(Information given Opens)

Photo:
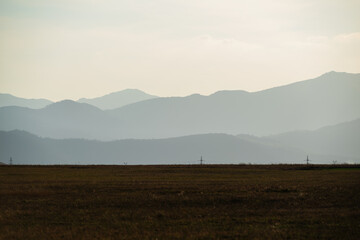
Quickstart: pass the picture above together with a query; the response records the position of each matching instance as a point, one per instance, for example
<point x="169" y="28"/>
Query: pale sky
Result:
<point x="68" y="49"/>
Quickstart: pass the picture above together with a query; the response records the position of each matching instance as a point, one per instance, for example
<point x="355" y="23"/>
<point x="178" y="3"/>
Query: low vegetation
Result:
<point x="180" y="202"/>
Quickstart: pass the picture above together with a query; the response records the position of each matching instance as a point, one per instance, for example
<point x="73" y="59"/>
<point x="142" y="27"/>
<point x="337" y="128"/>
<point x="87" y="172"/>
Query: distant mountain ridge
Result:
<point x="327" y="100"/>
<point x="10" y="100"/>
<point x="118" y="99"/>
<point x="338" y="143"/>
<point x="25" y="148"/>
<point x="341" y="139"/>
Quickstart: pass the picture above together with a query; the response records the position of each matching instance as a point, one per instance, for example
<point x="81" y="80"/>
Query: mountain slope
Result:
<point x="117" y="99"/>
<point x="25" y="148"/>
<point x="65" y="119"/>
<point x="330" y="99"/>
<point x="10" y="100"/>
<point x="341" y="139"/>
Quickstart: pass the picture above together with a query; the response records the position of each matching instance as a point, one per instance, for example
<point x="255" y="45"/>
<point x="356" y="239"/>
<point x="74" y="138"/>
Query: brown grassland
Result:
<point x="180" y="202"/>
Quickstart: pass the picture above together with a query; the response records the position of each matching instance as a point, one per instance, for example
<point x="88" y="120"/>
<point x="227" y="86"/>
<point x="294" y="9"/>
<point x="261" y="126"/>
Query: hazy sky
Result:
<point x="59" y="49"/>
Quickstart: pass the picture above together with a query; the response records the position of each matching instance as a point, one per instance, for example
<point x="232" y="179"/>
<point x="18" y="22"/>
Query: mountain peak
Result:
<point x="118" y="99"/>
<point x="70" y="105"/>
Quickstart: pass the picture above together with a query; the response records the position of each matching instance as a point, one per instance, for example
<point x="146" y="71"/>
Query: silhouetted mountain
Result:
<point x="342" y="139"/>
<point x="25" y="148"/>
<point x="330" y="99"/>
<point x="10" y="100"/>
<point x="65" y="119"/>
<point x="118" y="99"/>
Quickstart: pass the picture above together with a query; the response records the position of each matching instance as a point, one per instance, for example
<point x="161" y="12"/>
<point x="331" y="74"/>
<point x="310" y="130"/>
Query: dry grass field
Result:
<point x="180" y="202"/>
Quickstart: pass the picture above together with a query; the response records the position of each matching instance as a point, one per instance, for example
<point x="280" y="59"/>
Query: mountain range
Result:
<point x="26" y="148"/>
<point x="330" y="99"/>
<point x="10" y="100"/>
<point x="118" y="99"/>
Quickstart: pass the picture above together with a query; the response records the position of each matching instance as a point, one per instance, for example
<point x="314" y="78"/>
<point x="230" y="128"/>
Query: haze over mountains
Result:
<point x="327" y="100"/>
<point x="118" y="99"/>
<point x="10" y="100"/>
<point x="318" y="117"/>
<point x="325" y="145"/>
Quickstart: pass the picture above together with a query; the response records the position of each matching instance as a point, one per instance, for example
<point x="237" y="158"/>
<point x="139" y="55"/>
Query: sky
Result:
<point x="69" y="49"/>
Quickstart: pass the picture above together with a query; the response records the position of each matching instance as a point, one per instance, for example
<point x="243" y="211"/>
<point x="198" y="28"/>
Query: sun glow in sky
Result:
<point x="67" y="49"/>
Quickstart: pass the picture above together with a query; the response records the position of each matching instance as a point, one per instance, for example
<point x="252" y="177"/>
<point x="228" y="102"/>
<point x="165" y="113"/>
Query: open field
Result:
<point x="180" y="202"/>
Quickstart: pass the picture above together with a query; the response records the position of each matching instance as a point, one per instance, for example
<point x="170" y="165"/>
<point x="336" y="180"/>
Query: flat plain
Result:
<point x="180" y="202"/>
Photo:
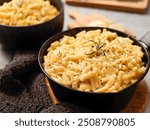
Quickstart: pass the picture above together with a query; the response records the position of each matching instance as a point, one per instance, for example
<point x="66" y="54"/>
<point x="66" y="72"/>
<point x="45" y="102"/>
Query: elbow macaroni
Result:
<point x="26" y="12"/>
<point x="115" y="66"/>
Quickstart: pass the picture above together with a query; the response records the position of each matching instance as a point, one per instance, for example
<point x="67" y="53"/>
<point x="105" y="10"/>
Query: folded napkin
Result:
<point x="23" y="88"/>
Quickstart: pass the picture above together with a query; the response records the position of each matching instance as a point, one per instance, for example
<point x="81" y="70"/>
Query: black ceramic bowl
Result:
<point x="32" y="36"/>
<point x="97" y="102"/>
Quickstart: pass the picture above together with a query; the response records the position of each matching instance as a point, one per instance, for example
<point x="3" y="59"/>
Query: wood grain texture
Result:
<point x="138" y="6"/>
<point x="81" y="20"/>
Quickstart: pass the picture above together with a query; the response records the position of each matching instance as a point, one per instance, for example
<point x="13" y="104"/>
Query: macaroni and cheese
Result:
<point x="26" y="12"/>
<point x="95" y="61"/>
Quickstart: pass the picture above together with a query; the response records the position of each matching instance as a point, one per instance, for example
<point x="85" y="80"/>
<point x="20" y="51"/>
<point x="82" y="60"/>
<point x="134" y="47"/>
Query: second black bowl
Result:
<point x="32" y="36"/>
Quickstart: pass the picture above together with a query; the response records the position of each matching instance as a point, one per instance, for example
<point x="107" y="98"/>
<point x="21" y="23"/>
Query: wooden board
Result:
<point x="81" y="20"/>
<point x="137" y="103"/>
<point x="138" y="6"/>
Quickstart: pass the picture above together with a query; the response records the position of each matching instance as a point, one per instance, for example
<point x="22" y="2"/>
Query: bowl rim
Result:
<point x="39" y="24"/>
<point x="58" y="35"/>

(Information given Closes)

Problem description:
The string "macaroni" marks the lines to copy; report each of them from the data above.

Answer section:
Query: elbow macaroni
Query: macaroni and cheese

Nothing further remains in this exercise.